## [Exercise tasks]
[1] Using the article on the Accenture mobile survey, decide whether each statement agrees with it: (a) Accenture surveyed nearly 31,000 consumers in 26 countries; (b) in emerging markets, 57 percent would pay more for 4G; (c) 89 percent cited customer service as important. Answer yes or no for each and quote the deciding words.
[2] Carry on the article about the Accenture mobile survey, starting after its final sentence.

Feature Article

June 10, 2013

Accenture Survey: Mobile Operators Need More Digital Services, Better Networks to Keep Customers

Accenture is out with a really interesting survey,” Accenture’s Mobile Web Watch 2013.” And, if you are a mobile operator and want to keep your customers satisfied this is a must read. The good news is that Accenture validated the fact that more and more of us are mobile device-centric. Our personal devices are increasingly our interaction platforms of preference for doing “E”verything from paying for stuff to watching videos, managing our intelligent homes, along with spending much of our leisure time online.

The not-so-good news is that we are a demanding lot.  In fact, the survey says that to keep us satisfied, mobile operators need to increase their digital services and ramp up how fast we have ubiquitous access to high-performance networks.

An infographic that accompanies the survey says it all:


Source: Accenture Mobile Web Watch 2013

This is more than just anecdotal. Accenture surveyed nearly 31,000 consumers in 26 countries to understand what communications service providers (CSPs) must do to “address their well-connected consumers’ desire for immediacy and increased control of their digital communication and entertainment options.”  It is representative of Internet users in terms of age, gender and income.

Key findings on consumer mobile wants are food for thought

Here are a few of the key findings from the infographic to consider:

  • 97 percent of all respondents cited speed as important
  • 78 percent said there is some room for improvement
  • 63 percent said they would pay additional monthly fees for mobile Internet service that would be 10 times faster than their current connection

That said, as will real estate this comes down to location, location and location when it comes to willingness to pay.

  • In mature markets, the willingness to pay extra for 4G is lower (57 percent of all respondents in these markets), except in Italy (71 percent) and Finland (70 percent)
  • In emerging markets, 76 percent would pay more for 4G

This is not just about speed. The survey also showed that providers must deliver an outstanding quality of service to satisfy customers.

  • 96 percent said the quality of network is important which is close to the 95 percent who desire higher speeds
  • Accenture found it surprising that 94 percent said the cost of data is slightly less important than quality, coverage, or connection speed
  • 89 percent cited customer service as being important

“Mobility is not only driving convergence, but it is also accelerating consumers’ appetites for a high-quality, seamless experience on their mobile devices,” said Monte Hong, Accenture’s managing director for Global Communications Industry and Asia Pacific Communications Industry. “These days, every business is a digital business, and consumers are looking for the kinds of personal relationships that were typical years ago, between shoppers and their neighborhood store. To stay in the game, providers must deliver the variety of services consumers and businesses want – on fast, reliable, secure networks – or they will struggle to keep up with competitors at every turn.”

Competition is fierce

As noted above, another finding was that network operators need to up their game to stay in the race. In fact, the survey revealed that customer loyalty is fickle and competition from “non-traditional” competitors that include device manufacturers and financial institutions is a current and persistent challenge.

For example, when asked who they prefer to supply their “packaged” communications bundles—audio and video calls, messaging, e-mails and access to applications on their mobile devices— 31 percent of all consumers surveyed, and 42 percent in emerging markets,  said they would turn to device manufacturers for all their communications needs.   While intuitively this may not make sense since most devices are obtained today via the operators who do not retail the phones because their value-added is from providing the service, it seems to be a leading indicator of customer dissatisfaction with their user experience of interacting with the mobile operators and should be a cause for concern.

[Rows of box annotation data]
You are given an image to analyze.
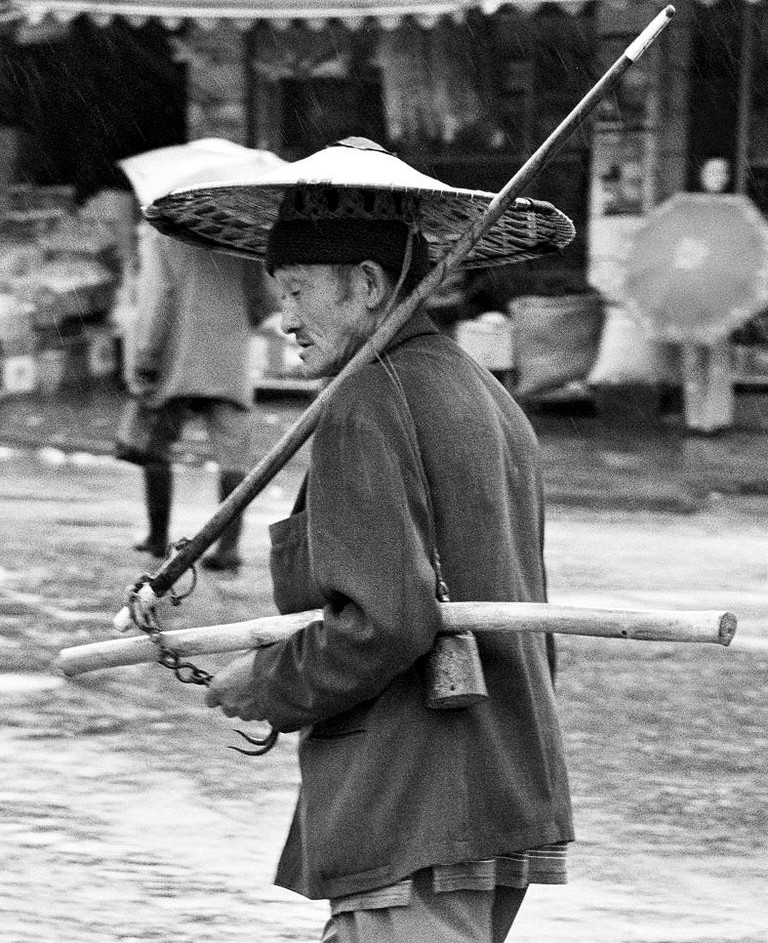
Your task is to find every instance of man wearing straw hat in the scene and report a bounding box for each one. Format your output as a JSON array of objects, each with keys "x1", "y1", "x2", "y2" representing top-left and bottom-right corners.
[
  {"x1": 148, "y1": 139, "x2": 573, "y2": 943},
  {"x1": 115, "y1": 138, "x2": 284, "y2": 573}
]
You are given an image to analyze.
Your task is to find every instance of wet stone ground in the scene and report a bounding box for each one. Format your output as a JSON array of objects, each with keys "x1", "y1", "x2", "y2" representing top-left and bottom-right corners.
[{"x1": 0, "y1": 455, "x2": 768, "y2": 943}]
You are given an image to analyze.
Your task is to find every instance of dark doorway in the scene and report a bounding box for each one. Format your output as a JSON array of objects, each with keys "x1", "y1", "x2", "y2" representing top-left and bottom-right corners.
[
  {"x1": 688, "y1": 0, "x2": 743, "y2": 191},
  {"x1": 6, "y1": 17, "x2": 186, "y2": 200}
]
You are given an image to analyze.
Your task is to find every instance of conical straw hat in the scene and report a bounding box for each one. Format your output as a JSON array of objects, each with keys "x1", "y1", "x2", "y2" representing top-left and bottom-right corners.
[
  {"x1": 144, "y1": 138, "x2": 575, "y2": 268},
  {"x1": 117, "y1": 138, "x2": 286, "y2": 206}
]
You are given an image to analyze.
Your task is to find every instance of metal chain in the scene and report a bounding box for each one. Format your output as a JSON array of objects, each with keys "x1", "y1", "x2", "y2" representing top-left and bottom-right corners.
[
  {"x1": 127, "y1": 537, "x2": 213, "y2": 687},
  {"x1": 126, "y1": 539, "x2": 278, "y2": 756},
  {"x1": 128, "y1": 574, "x2": 213, "y2": 687}
]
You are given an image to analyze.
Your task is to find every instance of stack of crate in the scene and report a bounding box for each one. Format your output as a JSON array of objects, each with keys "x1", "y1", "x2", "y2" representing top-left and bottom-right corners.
[{"x1": 0, "y1": 294, "x2": 36, "y2": 396}]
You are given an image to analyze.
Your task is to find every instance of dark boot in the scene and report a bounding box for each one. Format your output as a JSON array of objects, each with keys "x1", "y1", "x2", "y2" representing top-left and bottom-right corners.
[
  {"x1": 133, "y1": 463, "x2": 173, "y2": 557},
  {"x1": 201, "y1": 471, "x2": 245, "y2": 572}
]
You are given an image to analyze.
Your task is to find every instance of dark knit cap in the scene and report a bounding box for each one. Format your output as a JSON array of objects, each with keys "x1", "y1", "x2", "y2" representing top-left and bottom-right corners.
[
  {"x1": 265, "y1": 187, "x2": 429, "y2": 281},
  {"x1": 266, "y1": 219, "x2": 429, "y2": 277}
]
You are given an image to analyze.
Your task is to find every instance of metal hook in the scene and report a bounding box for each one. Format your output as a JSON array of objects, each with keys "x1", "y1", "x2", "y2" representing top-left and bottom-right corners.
[{"x1": 227, "y1": 728, "x2": 279, "y2": 756}]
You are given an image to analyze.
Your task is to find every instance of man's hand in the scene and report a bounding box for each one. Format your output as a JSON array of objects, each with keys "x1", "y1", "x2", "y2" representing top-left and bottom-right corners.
[{"x1": 205, "y1": 654, "x2": 264, "y2": 720}]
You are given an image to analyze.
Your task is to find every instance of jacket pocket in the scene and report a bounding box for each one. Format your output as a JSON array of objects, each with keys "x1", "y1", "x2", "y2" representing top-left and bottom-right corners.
[{"x1": 269, "y1": 511, "x2": 324, "y2": 613}]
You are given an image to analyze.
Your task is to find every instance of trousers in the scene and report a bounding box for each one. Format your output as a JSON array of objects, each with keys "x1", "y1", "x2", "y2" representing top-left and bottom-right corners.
[{"x1": 321, "y1": 870, "x2": 525, "y2": 943}]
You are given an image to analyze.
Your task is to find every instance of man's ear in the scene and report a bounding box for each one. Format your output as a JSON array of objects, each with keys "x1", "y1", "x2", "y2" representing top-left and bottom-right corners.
[{"x1": 357, "y1": 259, "x2": 391, "y2": 311}]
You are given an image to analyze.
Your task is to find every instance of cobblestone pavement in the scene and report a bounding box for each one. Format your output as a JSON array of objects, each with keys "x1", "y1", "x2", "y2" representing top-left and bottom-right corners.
[{"x1": 0, "y1": 388, "x2": 768, "y2": 943}]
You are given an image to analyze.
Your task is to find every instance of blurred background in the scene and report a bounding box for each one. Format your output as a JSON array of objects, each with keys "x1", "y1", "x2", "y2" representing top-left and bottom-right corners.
[{"x1": 0, "y1": 0, "x2": 768, "y2": 943}]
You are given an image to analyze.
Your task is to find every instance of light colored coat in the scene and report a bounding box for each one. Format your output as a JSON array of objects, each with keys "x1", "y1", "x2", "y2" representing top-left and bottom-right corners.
[
  {"x1": 133, "y1": 225, "x2": 254, "y2": 409},
  {"x1": 254, "y1": 316, "x2": 573, "y2": 898}
]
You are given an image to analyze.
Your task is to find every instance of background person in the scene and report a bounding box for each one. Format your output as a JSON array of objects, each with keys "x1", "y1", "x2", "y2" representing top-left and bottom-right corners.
[{"x1": 116, "y1": 224, "x2": 275, "y2": 571}]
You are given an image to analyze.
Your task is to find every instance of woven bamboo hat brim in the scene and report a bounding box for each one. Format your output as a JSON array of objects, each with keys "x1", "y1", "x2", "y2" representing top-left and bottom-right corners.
[{"x1": 144, "y1": 138, "x2": 575, "y2": 268}]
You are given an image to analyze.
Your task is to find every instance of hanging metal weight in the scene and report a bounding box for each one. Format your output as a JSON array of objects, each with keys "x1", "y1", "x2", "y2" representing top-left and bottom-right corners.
[
  {"x1": 426, "y1": 547, "x2": 488, "y2": 710},
  {"x1": 426, "y1": 632, "x2": 488, "y2": 710}
]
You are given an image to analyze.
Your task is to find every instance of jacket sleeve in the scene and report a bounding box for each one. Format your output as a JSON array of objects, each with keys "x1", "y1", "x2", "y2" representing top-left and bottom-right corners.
[
  {"x1": 254, "y1": 402, "x2": 439, "y2": 731},
  {"x1": 134, "y1": 230, "x2": 173, "y2": 374}
]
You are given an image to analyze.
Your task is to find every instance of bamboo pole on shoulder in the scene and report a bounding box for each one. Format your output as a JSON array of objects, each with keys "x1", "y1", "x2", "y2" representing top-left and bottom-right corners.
[{"x1": 114, "y1": 6, "x2": 675, "y2": 631}]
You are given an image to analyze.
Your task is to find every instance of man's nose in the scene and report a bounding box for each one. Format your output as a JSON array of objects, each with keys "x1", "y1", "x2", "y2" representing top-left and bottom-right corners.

## [Task-by-task results]
[1]
(a) Yes: "Accenture surveyed nearly 31,000 consumers in 26 countries"
(b) No: "In emerging markets, 76 percent would pay more for 4G"
(c) Yes: "89 percent cited customer service as being important"

[2]
Equally interesting are the findings from when those surveyed were asked who they would choose as a provider, if mobile payments were as widely accepted as credit cards. As Accenture notes, “With this caveat in mind, more than half (56 percent) of those surveyed would switch to a provider that offered mobile payments if their current carrier did not.” Plus, an like the package question above, relating in essence to the issue of “whom do you trust?” consumers top choices for mobile payments providers were:

  • Banks, 89 percent
  • Payment card providers, 81 percent
  • Mobile providers, 77 percent

While there were differences based on maturity of market on this one, the fact that mobile providers rank third by a relatively significant margin is another warning sign about their ability to extract value-added from customers. In short, they run the risk of becoming RF-based dumb pipes. One silver lining was that, at least for cloud services, mobile providers were the top pick. In addition, location-based services were cited as important along with making Internet-based phone calls, but some could argue in many ways that these fall into the category of basic services. After all, OTTs currently provide free location-based services, and VoIP is a commodity. “There are certainly challenges for providers, especially in the face of technology developments – including mobility, analytics, cloud, digital services, and social networks – that are accelerating convergence. As a disruptive force, convergence is a threat to the unprepared, but CSPs can compete by assuring quality of service as they address customers’ demands, manage new traffic patterns or reconsider the structure of data plans.”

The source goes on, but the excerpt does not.